### Goal of the exercise:
All of the data needs to be reproduced with no alterations.

### Records to process:
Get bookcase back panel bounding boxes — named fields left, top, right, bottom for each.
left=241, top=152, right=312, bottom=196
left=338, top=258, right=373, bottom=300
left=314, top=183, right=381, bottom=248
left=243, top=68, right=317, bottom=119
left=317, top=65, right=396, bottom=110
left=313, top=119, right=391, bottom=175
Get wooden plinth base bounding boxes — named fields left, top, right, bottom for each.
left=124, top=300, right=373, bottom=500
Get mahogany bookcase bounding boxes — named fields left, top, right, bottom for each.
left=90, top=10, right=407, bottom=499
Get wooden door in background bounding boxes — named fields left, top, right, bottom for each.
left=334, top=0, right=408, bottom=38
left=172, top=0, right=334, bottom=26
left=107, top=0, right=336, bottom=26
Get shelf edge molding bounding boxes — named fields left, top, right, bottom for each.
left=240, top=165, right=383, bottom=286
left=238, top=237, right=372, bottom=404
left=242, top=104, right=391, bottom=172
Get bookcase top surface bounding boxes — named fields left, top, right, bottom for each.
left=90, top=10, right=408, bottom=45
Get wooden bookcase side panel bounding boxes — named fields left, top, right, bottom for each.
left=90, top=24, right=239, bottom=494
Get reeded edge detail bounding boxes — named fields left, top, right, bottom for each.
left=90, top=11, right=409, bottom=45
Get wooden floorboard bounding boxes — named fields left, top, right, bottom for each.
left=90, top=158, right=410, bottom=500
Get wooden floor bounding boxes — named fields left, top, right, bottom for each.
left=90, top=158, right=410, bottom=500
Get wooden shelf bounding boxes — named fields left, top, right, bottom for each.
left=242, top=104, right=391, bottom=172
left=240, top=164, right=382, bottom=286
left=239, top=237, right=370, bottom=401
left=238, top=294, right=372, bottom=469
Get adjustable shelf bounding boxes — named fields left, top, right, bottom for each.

### Response:
Get bookcase back panel bounding boxes — named fields left, top, right, bottom for each.
left=241, top=152, right=312, bottom=196
left=338, top=258, right=373, bottom=300
left=314, top=183, right=381, bottom=248
left=243, top=68, right=317, bottom=119
left=317, top=65, right=396, bottom=110
left=313, top=119, right=391, bottom=175
Get wooden plinth base bounding boxes — named fields left, top, right, bottom for each.
left=124, top=300, right=373, bottom=500
Get mahogany bookcase bounding boxes — named fields left, top, right, bottom for each.
left=90, top=10, right=407, bottom=499
Get wooden door in background bounding boxes — named fields left, top, right, bottom for each.
left=334, top=0, right=408, bottom=38
left=172, top=0, right=334, bottom=26
left=107, top=0, right=336, bottom=26
Get shelf edge molding bounding boxes — named fields left, top, right, bottom for each.
left=240, top=165, right=383, bottom=286
left=238, top=237, right=372, bottom=404
left=242, top=104, right=391, bottom=172
Get bookcase top surface bounding boxes — named fields left, top, right, bottom for each.
left=90, top=10, right=408, bottom=45
Get wooden bookcase side panel bounding boxes — named fields left, top, right, bottom for each.
left=90, top=24, right=239, bottom=494
Get reeded edge detail bounding boxes — named fields left, top, right, bottom for each.
left=90, top=11, right=409, bottom=45
Get wooden floorboard bounding boxes — named fields left, top, right, bottom for each.
left=90, top=158, right=410, bottom=500
Get wooden floor bounding boxes — named fields left, top, right, bottom for each.
left=90, top=158, right=410, bottom=500
Get wooden shelf bounding boxes — named fields left, top, right, bottom for each.
left=242, top=104, right=391, bottom=172
left=240, top=164, right=382, bottom=286
left=239, top=237, right=370, bottom=401
left=238, top=294, right=372, bottom=469
Get adjustable shelf bounding boxes — named fields left, top, right, bottom for each.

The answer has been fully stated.